§ **Exercise task**: Output the part of the whirlpool access panel thread that runs from "# Whirlpool Service" up to and including "is not returnable.", copied word for word.

§ **Text passage**:
-=-=-=-=-

# Whirlpool Service Access Panel Top Install?



## Atlantex (Jul 31, 2007)

I've got a situation where a RH whirlpool abuts a shower enclosure on the side where the access panel needs to be. (I would provide a picture but I don't have 15 posts and can't post links yet) The whirlpool should be a LH unit with the service access on the other side so an access panel could be inside the vanity. However, the tub was purchased AND SET by someone else. Worse yet, the tub has been drilled for the fixtures so it is not returnable.

Knowing that I can't put the access panel IN the shower because it won't be water tight and would never pass inspection, the only thing I can even think of doing is to put an access panel in the top of the decking between the whirlpool and the shower, which would both look like crap and also have to be water tight. But the homeowner is flatly refusing to purchase a LH unit. So, has anyone ever done an access panel in the top decking of the whirlpool, and if so can you make any suggestions on how to waterproof it or suggest any products that I might use to get this thing to pass inspection?


----------



## Dan_Watson (Mar 1, 2008)

what about from below?


----------



## Atlantex (Jul 31, 2007)

-=-=-=-=-

Coordinate annotation rows

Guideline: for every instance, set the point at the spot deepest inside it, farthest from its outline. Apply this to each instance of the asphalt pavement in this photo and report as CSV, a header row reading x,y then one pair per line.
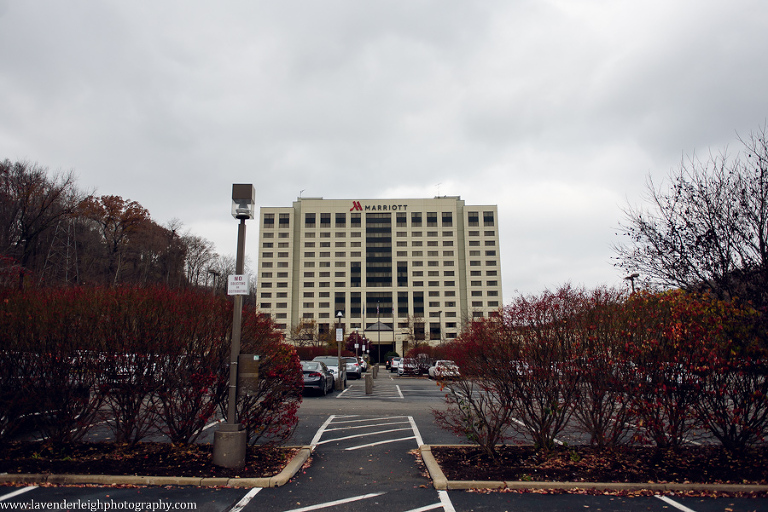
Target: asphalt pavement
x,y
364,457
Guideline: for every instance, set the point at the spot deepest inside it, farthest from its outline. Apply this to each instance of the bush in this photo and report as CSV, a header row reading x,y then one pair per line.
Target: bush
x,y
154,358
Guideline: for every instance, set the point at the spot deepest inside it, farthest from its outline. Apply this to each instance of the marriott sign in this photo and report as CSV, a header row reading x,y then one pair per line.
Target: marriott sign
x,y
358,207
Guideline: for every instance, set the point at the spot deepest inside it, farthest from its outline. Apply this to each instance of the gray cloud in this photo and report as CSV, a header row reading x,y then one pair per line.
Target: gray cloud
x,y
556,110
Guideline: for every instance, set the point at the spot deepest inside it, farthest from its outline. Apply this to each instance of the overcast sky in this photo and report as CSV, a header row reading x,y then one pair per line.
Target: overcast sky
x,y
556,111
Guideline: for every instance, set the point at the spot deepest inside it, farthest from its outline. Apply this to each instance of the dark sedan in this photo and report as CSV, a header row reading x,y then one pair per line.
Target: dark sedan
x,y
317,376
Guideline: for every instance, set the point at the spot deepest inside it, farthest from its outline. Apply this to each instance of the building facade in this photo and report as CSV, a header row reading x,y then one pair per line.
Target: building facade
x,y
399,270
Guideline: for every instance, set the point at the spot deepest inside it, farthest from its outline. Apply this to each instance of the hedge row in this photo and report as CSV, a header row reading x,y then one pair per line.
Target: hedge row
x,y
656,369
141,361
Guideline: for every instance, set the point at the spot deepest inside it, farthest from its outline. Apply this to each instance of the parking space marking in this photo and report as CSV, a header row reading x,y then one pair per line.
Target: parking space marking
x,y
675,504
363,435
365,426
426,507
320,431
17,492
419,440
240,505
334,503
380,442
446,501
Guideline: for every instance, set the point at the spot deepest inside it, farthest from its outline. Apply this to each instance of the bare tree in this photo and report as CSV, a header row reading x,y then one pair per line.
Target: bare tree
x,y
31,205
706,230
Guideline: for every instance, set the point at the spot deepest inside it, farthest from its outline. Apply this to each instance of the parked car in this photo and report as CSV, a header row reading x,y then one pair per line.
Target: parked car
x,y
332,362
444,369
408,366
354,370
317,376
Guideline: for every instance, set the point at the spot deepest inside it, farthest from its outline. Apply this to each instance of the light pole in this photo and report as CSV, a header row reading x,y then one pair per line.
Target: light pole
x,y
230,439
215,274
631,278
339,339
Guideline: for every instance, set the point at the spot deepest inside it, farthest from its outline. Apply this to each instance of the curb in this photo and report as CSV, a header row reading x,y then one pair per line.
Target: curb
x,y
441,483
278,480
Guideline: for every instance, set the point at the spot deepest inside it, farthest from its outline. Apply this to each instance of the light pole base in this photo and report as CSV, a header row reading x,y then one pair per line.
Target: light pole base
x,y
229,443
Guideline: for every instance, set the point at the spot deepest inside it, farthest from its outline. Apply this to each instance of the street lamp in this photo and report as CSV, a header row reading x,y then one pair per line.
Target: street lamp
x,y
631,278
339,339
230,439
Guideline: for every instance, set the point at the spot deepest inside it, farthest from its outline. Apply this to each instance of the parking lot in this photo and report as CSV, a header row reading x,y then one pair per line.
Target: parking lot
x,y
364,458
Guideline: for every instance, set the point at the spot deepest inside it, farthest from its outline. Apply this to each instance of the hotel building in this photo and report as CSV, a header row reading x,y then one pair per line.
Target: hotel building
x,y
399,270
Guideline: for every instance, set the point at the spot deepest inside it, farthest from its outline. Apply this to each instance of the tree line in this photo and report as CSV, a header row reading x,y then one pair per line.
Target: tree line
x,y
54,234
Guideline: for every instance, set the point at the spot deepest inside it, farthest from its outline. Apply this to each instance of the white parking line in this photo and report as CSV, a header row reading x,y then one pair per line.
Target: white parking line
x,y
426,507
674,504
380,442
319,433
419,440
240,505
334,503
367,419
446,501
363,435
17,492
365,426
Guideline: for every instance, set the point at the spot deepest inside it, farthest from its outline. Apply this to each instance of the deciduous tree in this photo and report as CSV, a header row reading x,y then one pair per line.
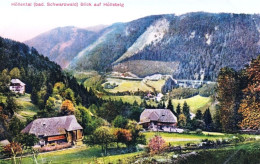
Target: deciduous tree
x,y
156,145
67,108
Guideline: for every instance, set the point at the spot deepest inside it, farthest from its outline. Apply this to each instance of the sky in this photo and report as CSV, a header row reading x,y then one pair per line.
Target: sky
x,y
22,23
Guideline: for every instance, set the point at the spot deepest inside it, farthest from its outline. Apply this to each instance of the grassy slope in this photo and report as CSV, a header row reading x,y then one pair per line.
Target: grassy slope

-=-=-=-=-

§ **Solution for this task**:
# Whirlpool Service Access Panel Top Install?



## Atlantex (Jul 31, 2007)

I've got a situation where a RH whirlpool abuts a shower enclosure on the side where the access panel needs to be. (I would provide a picture but I don't have 15 posts and can't post links yet) The whirlpool should be a LH unit with the service access on the other side so an access panel could be inside the vanity. However, the tub was purchased AND SET by someone else. Worse yet, the tub has been drilled for the fixtures so it is not returnable.